Daftar Tugas:
**a)** Dalam teks tentang Islam di kalangan bangsa Uighur, siapa penguasa Dinasti Karakhanid yang masuk Islam pada abad ke-10?
**b)** Salin dengan persis bagian teks tentang Islam di kalangan bangsa Uighur yang dimulai pada "Sementara itu, Kota" dan berakhir pada "oleh wilayah-wilayah tersebut.".
**c)** Teruskan teks tentang Islam di kalangan bangsa Uighur, dimulai setelah kalimat terakhirnya.
#### Blok Teks ####
Islam mulai dipeluk secara luas oleh bangsa Uighur sejak abad ke-10 ketika salah satu penguasa dari Dinasti Karakhanid, Satuq Bughra Khan masuk Islam. Saat bertahta, Satuq sangat berjasa dalam proses penyebaran Islam di wilayah Xinjiang selatan. Islam semakin meluas di Xinjiang setelah Satuq meninggal karena anak cucunya terus melanjutkan perjuangan dakwah Islam. Mereka juga terus melebarkan kekuasaan Islam hingga ke Khotan, sebuah kerajaan Buddha yang bertetangga dengan Karakhanid.
Sementara itu, Kota Kashgar yang termasuk wilayah bangsa Uighur adalah kota kuno penting di jalur sutera yang menjadi tempat perjumpaan berbagai kebudayaan dunia dan telah menghubungkan negeri-negeri Islam baik di kawasan Arab-terutama Irak- Turki, maupun Persia dengan wilayah Cina di Timur. Posisi inilah yang kemudian membentuk corak keberagamaan bangsa Uighur dipengaruhi oleh wilayah-wilayah tersebut.
#### Bahan ####
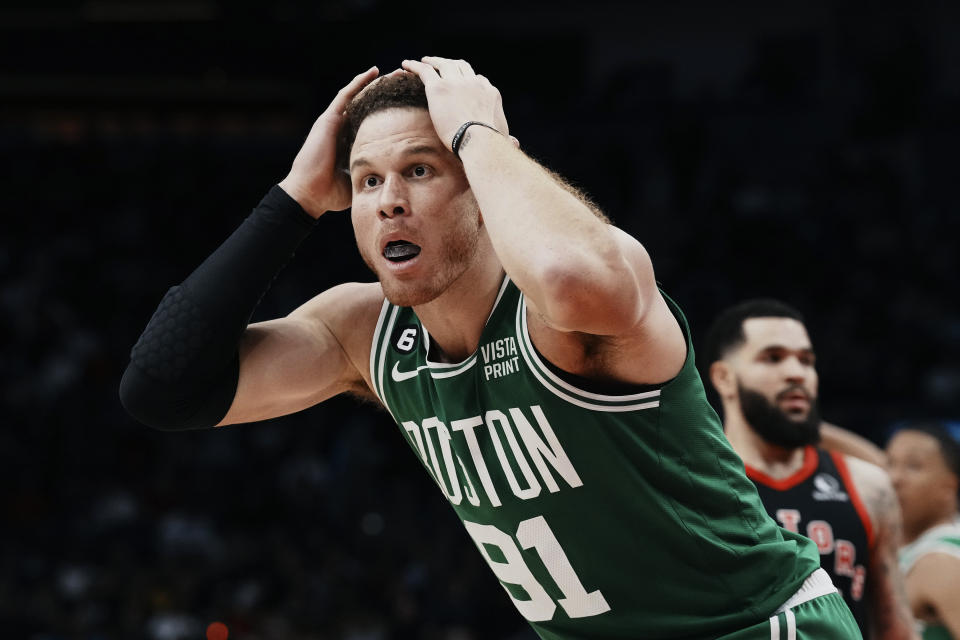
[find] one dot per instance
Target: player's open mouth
(400, 251)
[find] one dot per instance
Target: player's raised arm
(197, 364)
(890, 617)
(578, 272)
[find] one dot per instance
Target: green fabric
(936, 632)
(944, 538)
(823, 618)
(618, 516)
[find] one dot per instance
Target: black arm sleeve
(183, 370)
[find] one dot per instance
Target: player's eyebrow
(785, 349)
(419, 149)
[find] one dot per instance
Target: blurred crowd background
(805, 151)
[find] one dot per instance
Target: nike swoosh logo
(400, 376)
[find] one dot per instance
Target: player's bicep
(286, 365)
(936, 580)
(890, 607)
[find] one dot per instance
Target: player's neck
(773, 460)
(456, 318)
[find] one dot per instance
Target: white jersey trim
(558, 387)
(456, 368)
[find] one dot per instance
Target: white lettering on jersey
(438, 447)
(500, 358)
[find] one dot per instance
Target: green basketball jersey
(603, 516)
(944, 538)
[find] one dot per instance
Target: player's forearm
(550, 242)
(183, 370)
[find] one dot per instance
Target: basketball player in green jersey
(924, 464)
(522, 346)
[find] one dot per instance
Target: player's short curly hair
(387, 92)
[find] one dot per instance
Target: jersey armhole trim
(844, 471)
(568, 392)
(378, 351)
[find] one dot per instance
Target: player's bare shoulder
(350, 312)
(875, 489)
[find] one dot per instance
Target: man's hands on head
(456, 94)
(314, 181)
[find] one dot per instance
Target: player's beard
(457, 251)
(772, 424)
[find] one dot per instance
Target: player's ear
(722, 378)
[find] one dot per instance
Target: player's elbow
(601, 302)
(176, 407)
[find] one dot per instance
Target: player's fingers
(448, 67)
(426, 72)
(346, 94)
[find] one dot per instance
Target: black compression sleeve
(183, 370)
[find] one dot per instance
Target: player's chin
(406, 294)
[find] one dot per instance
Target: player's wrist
(461, 139)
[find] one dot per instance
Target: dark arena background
(807, 151)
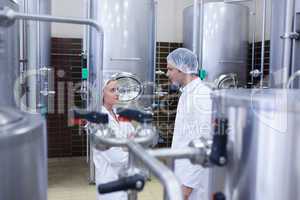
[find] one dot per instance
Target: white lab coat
(109, 162)
(193, 120)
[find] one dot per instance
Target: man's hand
(186, 192)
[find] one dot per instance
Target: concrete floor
(67, 180)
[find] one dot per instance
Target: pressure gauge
(129, 87)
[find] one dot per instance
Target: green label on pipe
(84, 73)
(202, 74)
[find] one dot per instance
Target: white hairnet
(184, 60)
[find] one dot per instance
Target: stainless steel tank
(129, 44)
(9, 59)
(129, 36)
(280, 71)
(35, 38)
(225, 39)
(263, 147)
(23, 156)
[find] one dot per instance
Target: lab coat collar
(191, 85)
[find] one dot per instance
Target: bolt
(222, 160)
(139, 185)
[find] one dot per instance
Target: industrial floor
(67, 180)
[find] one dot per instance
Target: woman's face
(110, 96)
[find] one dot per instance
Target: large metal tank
(225, 39)
(9, 59)
(129, 37)
(263, 144)
(23, 156)
(129, 45)
(279, 74)
(35, 38)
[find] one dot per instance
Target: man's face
(174, 74)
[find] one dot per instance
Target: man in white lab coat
(193, 120)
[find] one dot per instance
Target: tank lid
(9, 115)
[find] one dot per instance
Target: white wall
(259, 11)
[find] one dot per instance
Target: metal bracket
(255, 73)
(292, 35)
(47, 93)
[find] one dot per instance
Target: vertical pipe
(287, 41)
(195, 26)
(253, 39)
(132, 195)
(201, 33)
(263, 43)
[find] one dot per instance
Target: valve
(135, 182)
(93, 117)
(139, 116)
(218, 154)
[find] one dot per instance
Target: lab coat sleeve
(190, 175)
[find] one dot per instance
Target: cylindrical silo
(225, 39)
(129, 43)
(9, 59)
(263, 144)
(128, 37)
(35, 55)
(284, 49)
(23, 156)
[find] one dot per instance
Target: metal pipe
(287, 40)
(201, 33)
(262, 62)
(166, 153)
(123, 141)
(291, 79)
(253, 40)
(163, 173)
(195, 26)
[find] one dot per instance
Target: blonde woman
(109, 162)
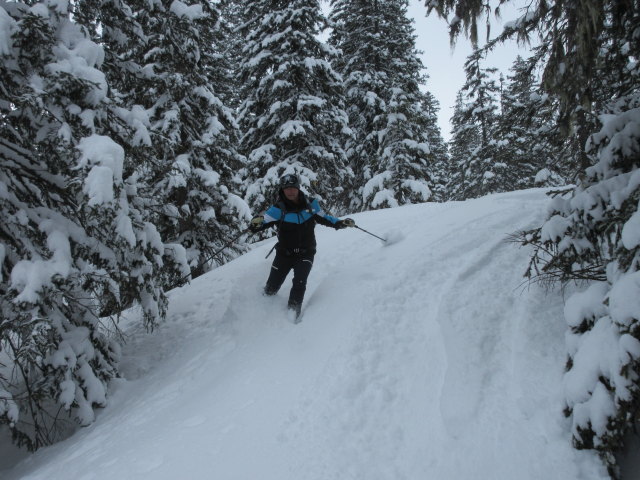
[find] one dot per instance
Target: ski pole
(210, 257)
(379, 238)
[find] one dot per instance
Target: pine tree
(479, 171)
(291, 117)
(440, 166)
(522, 132)
(465, 140)
(590, 52)
(73, 245)
(389, 153)
(194, 135)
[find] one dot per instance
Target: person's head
(290, 186)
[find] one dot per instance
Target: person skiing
(295, 217)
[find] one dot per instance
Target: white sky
(445, 65)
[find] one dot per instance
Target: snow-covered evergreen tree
(73, 244)
(168, 65)
(389, 153)
(291, 117)
(193, 132)
(593, 232)
(464, 142)
(440, 170)
(478, 170)
(524, 133)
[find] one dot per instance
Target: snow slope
(424, 359)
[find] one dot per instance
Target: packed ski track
(428, 358)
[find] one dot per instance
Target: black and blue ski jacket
(296, 223)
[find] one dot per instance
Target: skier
(296, 217)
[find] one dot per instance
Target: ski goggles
(290, 180)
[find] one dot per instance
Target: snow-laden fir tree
(193, 132)
(593, 232)
(440, 166)
(291, 117)
(73, 245)
(478, 171)
(524, 133)
(229, 43)
(391, 117)
(464, 142)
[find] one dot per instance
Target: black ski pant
(284, 262)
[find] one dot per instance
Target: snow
(6, 24)
(181, 9)
(425, 358)
(106, 158)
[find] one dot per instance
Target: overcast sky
(445, 66)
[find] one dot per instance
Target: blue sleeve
(273, 214)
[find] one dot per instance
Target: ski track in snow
(426, 358)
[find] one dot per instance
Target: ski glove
(256, 224)
(347, 222)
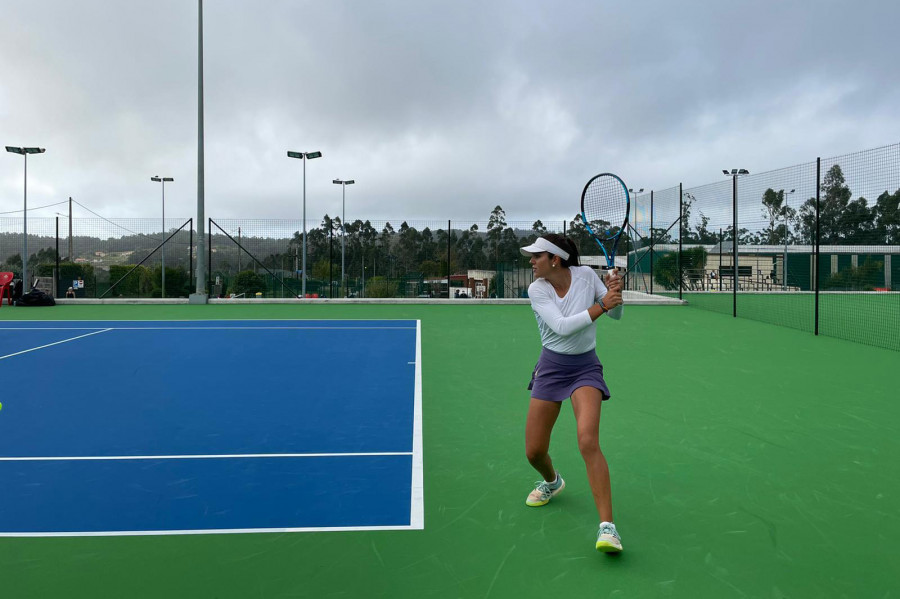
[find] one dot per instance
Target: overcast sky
####
Jawaban per Tugas:
**a)** Satuq Bughra Khan.

**b)**
Sementara itu, Kota Kashgar yang termasuk wilayah bangsa Uighur adalah kota kuno penting di jalur sutera yang menjadi tempat perjumpaan berbagai kebudayaan dunia dan telah menghubungkan negeri-negeri Islam baik di kawasan Arab-terutama Irak- Turki, maupun Persia dengan wilayah Cina di Timur. Posisi inilah yang kemudian membentuk corak keberagamaan bangsa Uighur dipengaruhi oleh wilayah-wilayah tersebut.

**c)**
Mereka Bermazhab Hanafi
Saat ini mayoritas bangsa Uighur secara fiqih mengamalkan mazhab Hanafi. Hal ini bisa dipahami sebab sejak berabad-abad silam jalur sutera yang menghubungkan Cina dengan kawasan Timur Tengah dan Eropa melewati kawasan yang ditempati bangsa Uighur. Kasghar dan dan kota-kota lain di wilayah yang kini masuk Daerah Otonomi Xinjiang adalah tempat tempat transit dari negeri-negeri jalur sutera yang masyarakatnya bermazhab hanafi seperti Irak, Turki, Turkmenistan, Uzbekistan, Kazakhstan, dan Pakistan. Karena secara geografis kawasan Turkistan Timur ini bertetangga dan juga dilalui oleh jalur niaga dari negeri-negeri bermazhab hanafi, maka sangat masuk akal jika corak Islam yang berkembang di sana tidak dapat dipisahkan dari corak Islam yang berkembang di wilayah-wilayah sekitarnya.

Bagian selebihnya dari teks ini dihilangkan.